### Page extract
▬▬▬▬▬▬

High Wycombe
- Full name: High Wycombe Football Club
- Founded: 1871
- Dissolved: 1892
- Ground: The Rye
- President: Mr E. Wheeler
- Secretary: Arthur Thurlow
| to 1877 colours | from 1877 colours |

= High Wycombe F.C. =

High Wycombe F.C. was an English association football based in High Wycombe in Buckinghamshire.

==History==
The club was formed in 1871 and played its first match in December that year, against Marlow. The match was affected by both a dense fog and "the behaviour of the spectators, who joined to the insolence of the town the coarseness and boorishness of the country rough, and thoroughly impeded the game, on two occasions bringing it to an actual standstill." Like many other provincial clubs, High Wycombe was not a club of those from the public schools; the club's captain and secretary in the late 1870s and 1880s, Arthur Thurlow, was a corn merchant, and most of the players were involved in the chair manufacturing trade.

▬▬▬▬▬▬

### Problems and tasks
a. For the High Wycombe F.C. text, decide whether each statement agrees with it: (i) the club was formed in 1871; (ii) its first match was played against Marlow; (iii) Arthur Thurlow worked in chair manufacturing. Answer yes or no for each, quoting the words from the text that decide it.
b. According to the High Wycombe F.C. text, what trade were most of the club's players involved in?
c. Reproduce the stretch of the High Wycombe F.C. text from "High Wycombe F.C. was" through "chair manufacturing trade.".
The entries after this text play no part in the work here.

▬▬▬▬▬▬

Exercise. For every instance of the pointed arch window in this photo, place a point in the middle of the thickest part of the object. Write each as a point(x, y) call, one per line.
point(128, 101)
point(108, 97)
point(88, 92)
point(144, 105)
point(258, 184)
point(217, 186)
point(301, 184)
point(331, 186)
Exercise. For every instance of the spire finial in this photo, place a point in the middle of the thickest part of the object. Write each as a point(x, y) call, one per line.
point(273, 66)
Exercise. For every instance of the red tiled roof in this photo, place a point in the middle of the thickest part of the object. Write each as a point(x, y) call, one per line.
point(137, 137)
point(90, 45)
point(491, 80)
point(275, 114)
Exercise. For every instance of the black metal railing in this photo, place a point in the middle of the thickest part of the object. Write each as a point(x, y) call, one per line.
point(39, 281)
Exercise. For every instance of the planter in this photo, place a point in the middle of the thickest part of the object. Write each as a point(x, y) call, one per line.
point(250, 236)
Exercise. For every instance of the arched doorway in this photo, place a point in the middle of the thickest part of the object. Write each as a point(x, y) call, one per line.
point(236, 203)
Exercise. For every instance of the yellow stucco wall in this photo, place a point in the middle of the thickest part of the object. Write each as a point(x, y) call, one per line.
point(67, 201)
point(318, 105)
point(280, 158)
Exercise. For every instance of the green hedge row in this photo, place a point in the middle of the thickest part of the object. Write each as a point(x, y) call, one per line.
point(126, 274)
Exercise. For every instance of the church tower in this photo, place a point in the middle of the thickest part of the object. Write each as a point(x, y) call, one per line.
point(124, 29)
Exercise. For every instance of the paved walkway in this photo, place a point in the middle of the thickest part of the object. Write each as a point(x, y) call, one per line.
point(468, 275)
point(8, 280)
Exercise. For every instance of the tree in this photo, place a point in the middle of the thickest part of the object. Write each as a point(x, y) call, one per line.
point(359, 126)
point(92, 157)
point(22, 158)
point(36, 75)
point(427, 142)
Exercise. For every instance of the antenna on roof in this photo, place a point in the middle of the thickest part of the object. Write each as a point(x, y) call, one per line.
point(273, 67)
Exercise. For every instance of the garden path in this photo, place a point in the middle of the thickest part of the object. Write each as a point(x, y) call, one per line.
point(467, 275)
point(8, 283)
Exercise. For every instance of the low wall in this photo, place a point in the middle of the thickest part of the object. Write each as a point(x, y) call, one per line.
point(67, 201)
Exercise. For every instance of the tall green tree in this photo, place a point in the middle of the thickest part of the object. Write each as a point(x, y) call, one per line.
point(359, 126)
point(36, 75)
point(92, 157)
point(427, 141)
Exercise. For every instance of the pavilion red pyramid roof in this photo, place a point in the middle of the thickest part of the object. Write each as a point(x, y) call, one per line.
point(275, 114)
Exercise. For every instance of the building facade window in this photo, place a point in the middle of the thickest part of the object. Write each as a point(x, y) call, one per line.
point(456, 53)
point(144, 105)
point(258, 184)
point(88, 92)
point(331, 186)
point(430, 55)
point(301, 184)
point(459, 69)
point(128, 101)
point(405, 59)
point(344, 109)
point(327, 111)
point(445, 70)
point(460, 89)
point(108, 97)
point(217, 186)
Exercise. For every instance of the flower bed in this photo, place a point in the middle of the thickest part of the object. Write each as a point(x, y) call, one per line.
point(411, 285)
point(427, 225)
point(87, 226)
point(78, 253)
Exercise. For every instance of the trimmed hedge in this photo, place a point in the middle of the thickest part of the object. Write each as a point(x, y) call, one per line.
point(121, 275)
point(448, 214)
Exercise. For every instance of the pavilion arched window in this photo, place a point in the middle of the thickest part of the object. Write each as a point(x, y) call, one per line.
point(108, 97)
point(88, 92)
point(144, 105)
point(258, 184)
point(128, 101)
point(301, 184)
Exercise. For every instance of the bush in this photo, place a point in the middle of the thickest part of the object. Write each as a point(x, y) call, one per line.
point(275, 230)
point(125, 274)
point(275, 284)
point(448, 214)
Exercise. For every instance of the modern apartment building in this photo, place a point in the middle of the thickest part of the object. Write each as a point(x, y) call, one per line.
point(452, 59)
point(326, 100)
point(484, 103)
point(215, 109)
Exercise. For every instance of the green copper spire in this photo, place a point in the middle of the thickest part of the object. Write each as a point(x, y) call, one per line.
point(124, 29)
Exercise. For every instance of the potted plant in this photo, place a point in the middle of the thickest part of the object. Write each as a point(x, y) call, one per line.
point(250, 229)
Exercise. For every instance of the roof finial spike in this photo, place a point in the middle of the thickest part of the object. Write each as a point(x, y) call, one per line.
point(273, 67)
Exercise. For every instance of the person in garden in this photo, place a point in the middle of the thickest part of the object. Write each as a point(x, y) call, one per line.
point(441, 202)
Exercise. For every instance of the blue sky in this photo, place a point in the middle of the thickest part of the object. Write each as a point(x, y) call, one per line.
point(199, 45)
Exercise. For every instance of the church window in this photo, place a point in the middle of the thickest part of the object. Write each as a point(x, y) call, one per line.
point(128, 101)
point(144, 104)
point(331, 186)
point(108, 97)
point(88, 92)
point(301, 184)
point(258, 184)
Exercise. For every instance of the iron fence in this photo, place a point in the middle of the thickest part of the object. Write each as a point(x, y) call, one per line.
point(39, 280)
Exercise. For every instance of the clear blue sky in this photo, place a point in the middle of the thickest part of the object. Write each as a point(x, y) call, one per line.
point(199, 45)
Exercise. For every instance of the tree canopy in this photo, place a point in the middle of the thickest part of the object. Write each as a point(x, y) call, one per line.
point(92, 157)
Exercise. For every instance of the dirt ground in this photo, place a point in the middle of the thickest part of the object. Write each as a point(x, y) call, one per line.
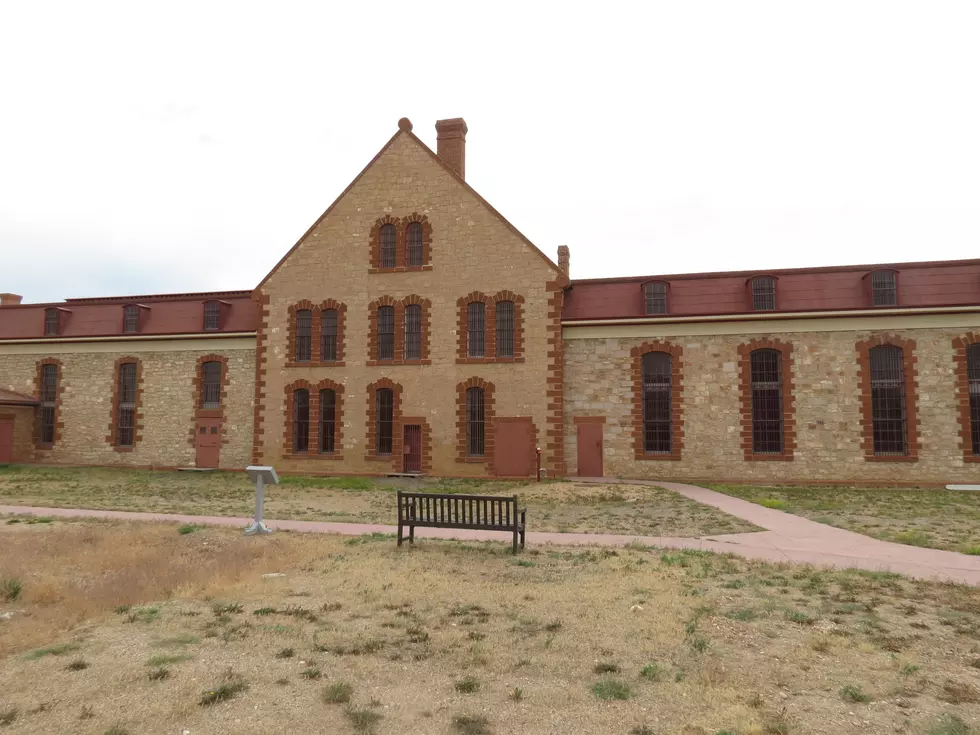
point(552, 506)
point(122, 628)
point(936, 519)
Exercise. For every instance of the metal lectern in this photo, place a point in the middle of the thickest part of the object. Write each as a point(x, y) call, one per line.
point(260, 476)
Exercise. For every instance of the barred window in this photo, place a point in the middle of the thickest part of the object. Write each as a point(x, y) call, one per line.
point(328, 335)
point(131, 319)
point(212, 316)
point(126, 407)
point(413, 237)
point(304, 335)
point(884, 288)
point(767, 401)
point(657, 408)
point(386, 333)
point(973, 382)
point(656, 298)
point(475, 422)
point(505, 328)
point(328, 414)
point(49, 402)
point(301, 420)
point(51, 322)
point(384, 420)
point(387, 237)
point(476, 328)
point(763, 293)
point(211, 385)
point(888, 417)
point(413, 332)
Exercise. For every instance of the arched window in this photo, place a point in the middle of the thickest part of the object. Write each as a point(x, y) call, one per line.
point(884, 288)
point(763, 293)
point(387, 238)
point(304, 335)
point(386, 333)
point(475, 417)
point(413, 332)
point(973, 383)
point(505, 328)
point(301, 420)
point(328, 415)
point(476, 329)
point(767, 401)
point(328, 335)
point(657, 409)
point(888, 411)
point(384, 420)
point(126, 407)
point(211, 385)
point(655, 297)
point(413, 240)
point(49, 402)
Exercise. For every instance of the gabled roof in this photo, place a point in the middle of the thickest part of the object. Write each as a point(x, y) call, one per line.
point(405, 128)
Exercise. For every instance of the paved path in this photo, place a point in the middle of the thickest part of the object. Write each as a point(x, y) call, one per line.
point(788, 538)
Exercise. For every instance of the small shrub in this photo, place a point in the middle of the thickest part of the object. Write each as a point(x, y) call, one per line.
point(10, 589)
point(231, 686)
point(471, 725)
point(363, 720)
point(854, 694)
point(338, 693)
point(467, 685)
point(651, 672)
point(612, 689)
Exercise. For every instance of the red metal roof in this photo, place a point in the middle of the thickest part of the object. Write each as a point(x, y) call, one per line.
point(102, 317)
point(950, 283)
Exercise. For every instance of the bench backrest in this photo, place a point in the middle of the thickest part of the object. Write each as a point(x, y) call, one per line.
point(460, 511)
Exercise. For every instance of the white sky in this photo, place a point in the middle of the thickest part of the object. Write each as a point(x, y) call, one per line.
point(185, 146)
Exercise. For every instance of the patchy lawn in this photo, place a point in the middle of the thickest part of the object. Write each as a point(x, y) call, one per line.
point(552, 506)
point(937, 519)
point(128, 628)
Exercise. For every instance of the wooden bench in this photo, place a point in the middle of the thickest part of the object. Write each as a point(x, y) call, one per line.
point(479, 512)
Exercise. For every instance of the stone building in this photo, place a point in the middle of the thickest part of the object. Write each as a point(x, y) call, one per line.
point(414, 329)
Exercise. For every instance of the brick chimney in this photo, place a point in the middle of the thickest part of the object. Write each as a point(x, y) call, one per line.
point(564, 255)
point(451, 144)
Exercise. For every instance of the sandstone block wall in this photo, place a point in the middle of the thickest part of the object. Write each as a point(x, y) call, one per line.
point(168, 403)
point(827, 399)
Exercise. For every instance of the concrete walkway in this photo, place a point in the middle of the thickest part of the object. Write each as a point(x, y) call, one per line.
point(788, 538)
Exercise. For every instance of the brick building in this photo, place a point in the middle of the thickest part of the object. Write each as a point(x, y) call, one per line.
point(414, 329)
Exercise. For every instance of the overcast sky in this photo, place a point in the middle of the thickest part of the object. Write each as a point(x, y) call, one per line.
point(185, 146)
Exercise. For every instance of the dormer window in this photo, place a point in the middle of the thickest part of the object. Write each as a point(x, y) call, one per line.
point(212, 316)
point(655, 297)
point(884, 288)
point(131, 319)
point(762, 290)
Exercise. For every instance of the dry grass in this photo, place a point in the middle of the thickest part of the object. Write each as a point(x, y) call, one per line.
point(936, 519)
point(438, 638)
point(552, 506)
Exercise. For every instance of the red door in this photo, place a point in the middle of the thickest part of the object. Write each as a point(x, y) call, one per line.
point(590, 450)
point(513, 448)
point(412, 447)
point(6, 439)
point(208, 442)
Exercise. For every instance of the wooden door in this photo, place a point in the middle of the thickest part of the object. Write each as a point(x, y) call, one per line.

▬▬▬▬▬▬

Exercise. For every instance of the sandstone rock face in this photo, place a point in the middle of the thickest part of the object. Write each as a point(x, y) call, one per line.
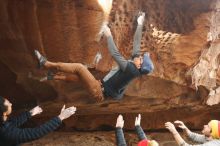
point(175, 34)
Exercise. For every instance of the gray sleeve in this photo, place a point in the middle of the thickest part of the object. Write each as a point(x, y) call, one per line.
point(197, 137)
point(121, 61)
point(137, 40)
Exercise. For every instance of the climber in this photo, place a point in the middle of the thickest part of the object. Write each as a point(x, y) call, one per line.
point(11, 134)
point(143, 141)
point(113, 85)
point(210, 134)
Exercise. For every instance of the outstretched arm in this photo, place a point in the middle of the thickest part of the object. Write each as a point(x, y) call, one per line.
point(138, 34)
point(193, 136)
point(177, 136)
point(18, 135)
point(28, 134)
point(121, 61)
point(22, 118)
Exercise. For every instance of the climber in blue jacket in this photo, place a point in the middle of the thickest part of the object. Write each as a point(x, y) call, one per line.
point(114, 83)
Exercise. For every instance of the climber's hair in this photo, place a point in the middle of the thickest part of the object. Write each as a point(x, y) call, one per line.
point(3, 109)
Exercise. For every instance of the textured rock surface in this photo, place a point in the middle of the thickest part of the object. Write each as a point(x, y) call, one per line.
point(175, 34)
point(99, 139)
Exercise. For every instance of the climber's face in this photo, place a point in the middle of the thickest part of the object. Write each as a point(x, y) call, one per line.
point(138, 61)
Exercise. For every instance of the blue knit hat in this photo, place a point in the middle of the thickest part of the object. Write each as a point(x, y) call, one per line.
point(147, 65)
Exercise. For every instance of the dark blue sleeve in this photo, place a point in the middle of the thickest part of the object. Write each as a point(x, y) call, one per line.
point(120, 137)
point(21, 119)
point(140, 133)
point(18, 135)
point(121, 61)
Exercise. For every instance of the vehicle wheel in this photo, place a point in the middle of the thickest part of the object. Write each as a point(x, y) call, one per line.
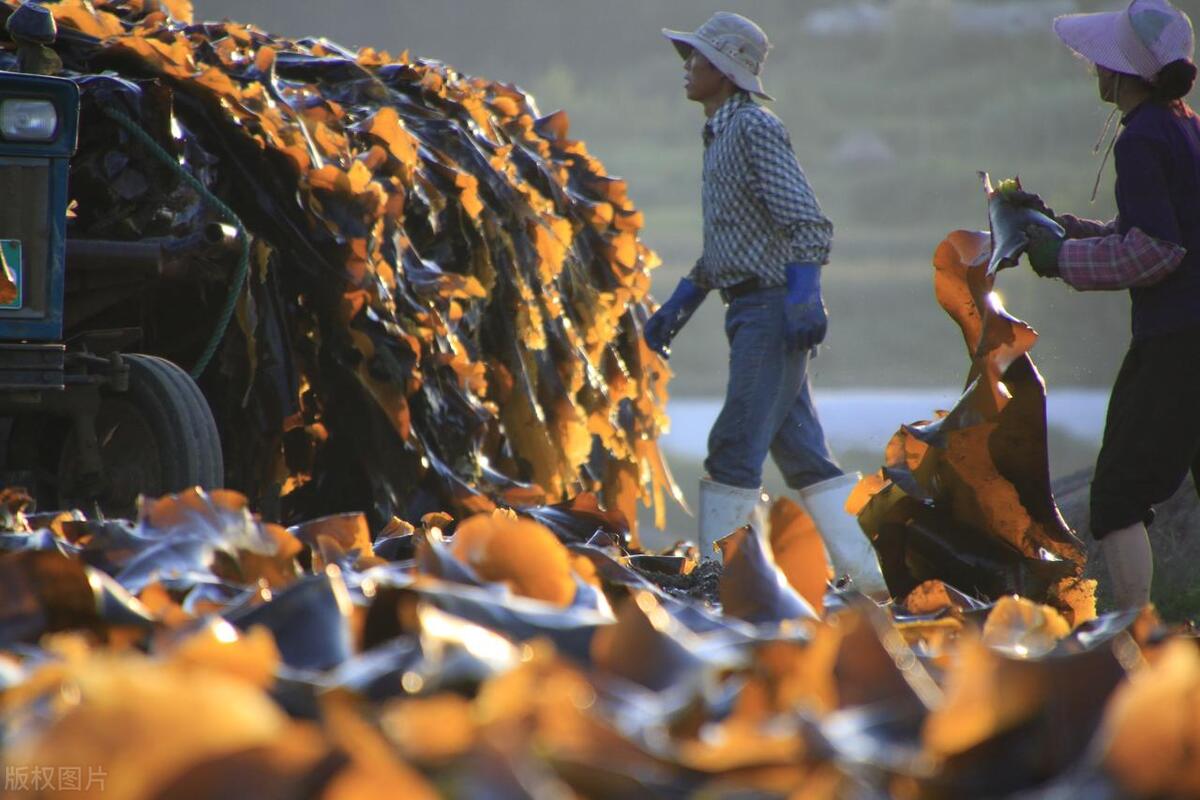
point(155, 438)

▬▬▬▬▬▬

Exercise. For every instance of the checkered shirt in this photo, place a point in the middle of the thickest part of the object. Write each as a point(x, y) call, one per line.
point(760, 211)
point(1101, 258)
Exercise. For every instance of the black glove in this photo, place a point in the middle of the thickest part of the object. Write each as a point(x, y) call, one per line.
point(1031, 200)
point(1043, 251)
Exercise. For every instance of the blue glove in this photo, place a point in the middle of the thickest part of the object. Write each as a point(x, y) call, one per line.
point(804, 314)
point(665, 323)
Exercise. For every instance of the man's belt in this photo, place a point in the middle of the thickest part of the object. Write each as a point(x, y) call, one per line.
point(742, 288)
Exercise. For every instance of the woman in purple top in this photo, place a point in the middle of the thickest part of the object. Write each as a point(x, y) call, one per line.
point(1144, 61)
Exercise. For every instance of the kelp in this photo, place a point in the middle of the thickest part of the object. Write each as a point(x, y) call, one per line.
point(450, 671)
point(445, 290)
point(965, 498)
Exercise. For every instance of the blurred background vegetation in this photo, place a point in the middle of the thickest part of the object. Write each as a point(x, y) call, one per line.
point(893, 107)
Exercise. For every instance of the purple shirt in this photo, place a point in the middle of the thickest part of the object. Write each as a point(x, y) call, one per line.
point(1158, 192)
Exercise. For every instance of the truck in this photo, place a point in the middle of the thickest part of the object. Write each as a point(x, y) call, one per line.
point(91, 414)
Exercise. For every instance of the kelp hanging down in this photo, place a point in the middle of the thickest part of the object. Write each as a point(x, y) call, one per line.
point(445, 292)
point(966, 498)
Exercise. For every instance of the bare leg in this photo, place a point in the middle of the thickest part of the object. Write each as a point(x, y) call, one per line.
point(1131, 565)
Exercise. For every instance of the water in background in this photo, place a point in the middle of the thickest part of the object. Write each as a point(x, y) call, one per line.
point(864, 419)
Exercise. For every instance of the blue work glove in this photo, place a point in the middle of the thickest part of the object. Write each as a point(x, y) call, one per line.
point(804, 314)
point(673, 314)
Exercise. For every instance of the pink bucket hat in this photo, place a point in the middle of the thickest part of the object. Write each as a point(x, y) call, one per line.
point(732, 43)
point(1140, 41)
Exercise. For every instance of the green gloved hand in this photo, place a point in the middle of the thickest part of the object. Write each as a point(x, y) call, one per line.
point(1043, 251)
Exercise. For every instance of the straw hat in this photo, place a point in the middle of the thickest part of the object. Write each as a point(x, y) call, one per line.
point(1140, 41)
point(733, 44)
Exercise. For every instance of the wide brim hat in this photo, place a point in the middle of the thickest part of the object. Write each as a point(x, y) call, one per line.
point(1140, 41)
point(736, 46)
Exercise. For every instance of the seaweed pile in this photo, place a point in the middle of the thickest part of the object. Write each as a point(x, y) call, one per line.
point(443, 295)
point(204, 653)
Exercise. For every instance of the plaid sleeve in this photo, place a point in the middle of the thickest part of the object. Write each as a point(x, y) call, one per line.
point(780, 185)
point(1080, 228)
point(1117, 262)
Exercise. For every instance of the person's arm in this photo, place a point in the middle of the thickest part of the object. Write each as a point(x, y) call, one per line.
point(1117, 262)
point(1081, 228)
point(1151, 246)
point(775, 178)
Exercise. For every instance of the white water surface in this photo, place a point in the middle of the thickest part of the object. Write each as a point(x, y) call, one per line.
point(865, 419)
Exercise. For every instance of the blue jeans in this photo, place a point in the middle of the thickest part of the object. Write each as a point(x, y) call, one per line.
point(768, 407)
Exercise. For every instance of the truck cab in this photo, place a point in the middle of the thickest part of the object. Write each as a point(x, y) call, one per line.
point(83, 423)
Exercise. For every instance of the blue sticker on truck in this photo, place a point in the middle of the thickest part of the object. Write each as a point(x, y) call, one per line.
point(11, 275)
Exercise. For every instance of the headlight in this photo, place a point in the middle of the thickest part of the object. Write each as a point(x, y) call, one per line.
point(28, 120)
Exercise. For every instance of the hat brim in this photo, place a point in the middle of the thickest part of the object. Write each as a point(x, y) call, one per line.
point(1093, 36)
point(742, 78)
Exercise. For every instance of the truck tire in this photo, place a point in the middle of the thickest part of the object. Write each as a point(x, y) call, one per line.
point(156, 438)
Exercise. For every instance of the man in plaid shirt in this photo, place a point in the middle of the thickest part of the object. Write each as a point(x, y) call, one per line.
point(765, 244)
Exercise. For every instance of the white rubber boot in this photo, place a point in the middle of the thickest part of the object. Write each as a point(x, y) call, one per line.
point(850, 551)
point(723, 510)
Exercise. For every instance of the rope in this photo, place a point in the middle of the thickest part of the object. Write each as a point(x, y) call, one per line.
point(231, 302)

▬▬▬▬▬▬

### Exercise solutions
a.
(i) Yes: "The club was formed in 1871"
(ii) Yes: "played its first match in December that year, against Marlow"
(iii) No: "Arthur Thurlow, was a corn merchant"

b. Most of the players were involved in the chair manufacturing trade.

c.
High Wycombe F.C. was an English association football based in High Wycombe in Buckinghamshire.

==History==
The club was formed in 1871 and played its first match in December that year, against Marlow. The match was affected by both a dense fog and "the behaviour of the spectators, who joined to the insolence of the town the coarseness and boorishness of the country rough, and thoroughly impeded the game, on two occasions bringing it to an actual standstill." Like many other provincial clubs, High Wycombe was not a club of those from the public schools; the club's captain and secretary in the late 1870s and 1880s, Arthur Thurlow, was a corn merchant, and most of the players were involved in the chair manufacturing trade.